TASK INPUTS:
>>>>>

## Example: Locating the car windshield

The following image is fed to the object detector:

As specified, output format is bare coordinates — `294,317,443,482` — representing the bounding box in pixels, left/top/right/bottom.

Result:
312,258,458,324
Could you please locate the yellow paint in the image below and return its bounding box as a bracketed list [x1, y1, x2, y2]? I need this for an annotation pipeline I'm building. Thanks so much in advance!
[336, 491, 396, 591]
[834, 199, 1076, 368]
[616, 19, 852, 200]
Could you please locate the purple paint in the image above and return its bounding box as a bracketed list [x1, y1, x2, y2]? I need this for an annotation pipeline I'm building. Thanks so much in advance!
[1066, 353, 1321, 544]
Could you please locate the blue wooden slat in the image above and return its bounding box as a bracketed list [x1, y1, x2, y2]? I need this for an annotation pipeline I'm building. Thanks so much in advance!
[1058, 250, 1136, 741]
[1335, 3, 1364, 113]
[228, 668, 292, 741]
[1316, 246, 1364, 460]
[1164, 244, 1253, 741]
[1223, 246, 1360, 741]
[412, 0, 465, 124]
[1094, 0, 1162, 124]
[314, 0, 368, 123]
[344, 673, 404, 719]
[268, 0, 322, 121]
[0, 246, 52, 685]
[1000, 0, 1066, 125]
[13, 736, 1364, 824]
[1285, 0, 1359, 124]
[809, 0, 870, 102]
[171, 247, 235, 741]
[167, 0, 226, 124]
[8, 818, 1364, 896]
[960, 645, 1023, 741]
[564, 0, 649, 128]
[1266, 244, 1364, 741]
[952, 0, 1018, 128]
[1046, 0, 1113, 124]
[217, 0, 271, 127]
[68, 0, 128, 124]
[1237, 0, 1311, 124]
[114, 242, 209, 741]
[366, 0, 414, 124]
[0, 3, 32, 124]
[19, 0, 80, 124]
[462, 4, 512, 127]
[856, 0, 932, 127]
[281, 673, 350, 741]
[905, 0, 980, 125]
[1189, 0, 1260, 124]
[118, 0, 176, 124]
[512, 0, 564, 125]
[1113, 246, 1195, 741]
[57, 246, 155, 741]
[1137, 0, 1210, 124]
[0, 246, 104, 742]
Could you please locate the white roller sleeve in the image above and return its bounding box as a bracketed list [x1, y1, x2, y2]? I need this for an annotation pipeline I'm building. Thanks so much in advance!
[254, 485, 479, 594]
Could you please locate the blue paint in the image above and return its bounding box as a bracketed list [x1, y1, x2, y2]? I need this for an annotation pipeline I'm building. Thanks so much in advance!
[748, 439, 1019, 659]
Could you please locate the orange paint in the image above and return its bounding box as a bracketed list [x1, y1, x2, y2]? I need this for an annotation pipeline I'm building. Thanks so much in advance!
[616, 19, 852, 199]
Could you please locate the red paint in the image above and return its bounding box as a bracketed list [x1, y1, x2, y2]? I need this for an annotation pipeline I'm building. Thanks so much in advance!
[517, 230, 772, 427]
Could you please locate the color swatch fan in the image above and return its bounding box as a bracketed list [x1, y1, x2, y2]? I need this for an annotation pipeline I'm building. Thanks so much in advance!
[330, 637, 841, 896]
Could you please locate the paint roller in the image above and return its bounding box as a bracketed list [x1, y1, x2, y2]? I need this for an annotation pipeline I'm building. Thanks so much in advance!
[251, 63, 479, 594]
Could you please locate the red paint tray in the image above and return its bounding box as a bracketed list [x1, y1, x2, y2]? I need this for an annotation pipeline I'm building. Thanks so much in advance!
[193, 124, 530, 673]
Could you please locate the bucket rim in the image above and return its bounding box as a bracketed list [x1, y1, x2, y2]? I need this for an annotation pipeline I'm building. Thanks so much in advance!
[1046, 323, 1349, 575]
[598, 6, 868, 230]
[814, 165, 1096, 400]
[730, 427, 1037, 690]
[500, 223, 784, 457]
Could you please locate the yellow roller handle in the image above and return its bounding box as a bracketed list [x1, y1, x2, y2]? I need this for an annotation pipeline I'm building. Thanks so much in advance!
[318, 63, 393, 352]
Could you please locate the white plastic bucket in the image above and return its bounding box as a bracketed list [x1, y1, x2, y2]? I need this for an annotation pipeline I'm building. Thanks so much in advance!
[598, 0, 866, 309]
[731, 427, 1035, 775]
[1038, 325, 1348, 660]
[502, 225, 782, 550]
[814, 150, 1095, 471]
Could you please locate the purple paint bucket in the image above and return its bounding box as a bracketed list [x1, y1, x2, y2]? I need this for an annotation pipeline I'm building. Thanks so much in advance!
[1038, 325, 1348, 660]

<<<<<

AIM:
Write out every line of the items above as a JSON list of strings, one string per line, and leave out any blank lines.

ANSWER BELOW:
[
  "## Example: Locating the car windshield",
  "The following image is fed to the object detector:",
  "As specified, output format is bare coordinates — `294,317,443,482` — representing the bounding box in pixels, left/top/right/bottom.",
  "Result:",
  "312,258,458,324",
  "Could you please locate the yellow paint in the image below and return its bounding box as a bracketed list [x1, y1, x2, y2]? I need this for an annotation pipeline I'm building. Thanks so much in advance!",
  "[336, 491, 396, 591]",
  "[834, 199, 1076, 368]",
  "[616, 19, 852, 200]",
  "Could you please locate the purple paint in the image above and return its bounding box as a bracketed list [x1, y1, x2, y2]? I need this for an annotation pipeline I'm building. Thanks so much in advance!",
  "[1066, 353, 1321, 544]",
  "Could you please locate the blue wooden slat in the image above and return its bounding box as a bracketed list [x1, y1, x2, y2]? I need this for an annotation pipeline I'm building. Thanks so much in advance!",
  "[1058, 250, 1136, 741]",
  "[1335, 3, 1364, 113]",
  "[228, 668, 292, 741]",
  "[1316, 246, 1364, 460]",
  "[1164, 244, 1253, 741]",
  "[1223, 246, 1360, 741]",
  "[412, 0, 465, 124]",
  "[1094, 0, 1162, 124]",
  "[314, 0, 368, 123]",
  "[344, 673, 404, 719]",
  "[268, 0, 322, 121]",
  "[0, 246, 52, 685]",
  "[1000, 0, 1066, 125]",
  "[13, 736, 1364, 824]",
  "[1285, 0, 1359, 124]",
  "[809, 0, 870, 102]",
  "[171, 247, 235, 741]",
  "[167, 0, 226, 124]",
  "[8, 818, 1364, 896]",
  "[960, 645, 1023, 741]",
  "[564, 0, 649, 128]",
  "[1266, 244, 1364, 741]",
  "[952, 0, 1018, 128]",
  "[1046, 0, 1113, 124]",
  "[217, 0, 271, 127]",
  "[68, 0, 128, 124]",
  "[1237, 0, 1311, 124]",
  "[114, 242, 209, 741]",
  "[366, 0, 414, 124]",
  "[0, 3, 32, 124]",
  "[19, 0, 80, 124]",
  "[462, 4, 512, 127]",
  "[856, 0, 932, 127]",
  "[281, 673, 350, 741]",
  "[905, 0, 980, 125]",
  "[1189, 0, 1260, 124]",
  "[118, 0, 176, 124]",
  "[512, 0, 564, 125]",
  "[1113, 246, 1195, 741]",
  "[57, 246, 155, 741]",
  "[1137, 0, 1210, 124]",
  "[0, 246, 104, 742]",
  "Could you please locate the white roller sleeve in the image above and return its bounding box as a bracketed list [x1, y1, x2, y2]? I need this for an annotation pipeline I'm building. Thanks so much in advance!",
  "[254, 485, 479, 594]",
  "Could you please locate the blue paint in the image above and return its bounding box as a bracketed list [x1, y1, x2, y2]? I need this for an annotation pipeline I'm building. Thanks so much in advance!",
  "[748, 439, 1019, 659]",
  "Could you please locate the orange paint in the image above and return its bounding box as a bracketed list [x1, y1, x2, y2]? I need this for an annotation pipeline I'm building. Thanks so much in advance!",
  "[616, 19, 852, 199]",
  "Could you please locate the red paint in the image above and return its bounding box as a bracketed list [x1, y1, x2, y2]? I need this for an annotation pipeline I'm building. Thanks so much in advance!",
  "[517, 230, 772, 427]",
  "Could you please locate the color swatch fan in the image above and return its bounding box as a bracketed list [x1, y1, x2, y2]? I need this for an annotation pipeline I'm building. Thanks so much in advance!",
  "[330, 637, 841, 896]",
  "Could you please locate the paint roller in the image above and return its bounding box as a bracketed list [x1, y1, x2, y2]? I need this for an annotation pipeline I'm building. Thanks so much in advance!",
  "[251, 63, 479, 594]",
  "Could you please locate the red paint tray in the image above and return its bounding box as a bracketed list [x1, y1, x2, y2]? I need this for an annotation pipeline I'm building. Thanks so much in advance!",
  "[193, 124, 530, 673]",
  "Could you please locate the bucket rim in the image above and return its bounding box as a bracketed list [x1, y1, x2, y2]? I need this for an annotation pipeline I'm building. Thanks so much in advance!",
  "[1046, 323, 1349, 575]",
  "[598, 6, 868, 230]",
  "[814, 165, 1096, 400]",
  "[730, 427, 1037, 690]",
  "[500, 223, 784, 457]",
  "Could you please locate the yellow roller handle in the image above and return its bounding box as a bracketed list [x1, y1, x2, y2]? I need this for an annotation pipeline I'm building. Thanks so much in advance!",
  "[318, 63, 393, 352]",
  "Could you please locate the white plastic bucket in the image above and return its bounding box as a bracketed list [x1, y1, x2, y2]? I need this for an annotation pipeline I'm building. Thanks so much in advance!",
  "[598, 0, 866, 309]",
  "[731, 427, 1035, 775]",
  "[1038, 325, 1348, 660]",
  "[502, 225, 782, 550]",
  "[814, 150, 1095, 471]",
  "Could you please locate the purple paint bucket in the image above and return its bounding box as a bracketed list [x1, y1, x2, y2]? I need this for an annotation pipeline I'm building. Thanks so much in advance!",
  "[1038, 325, 1348, 660]"
]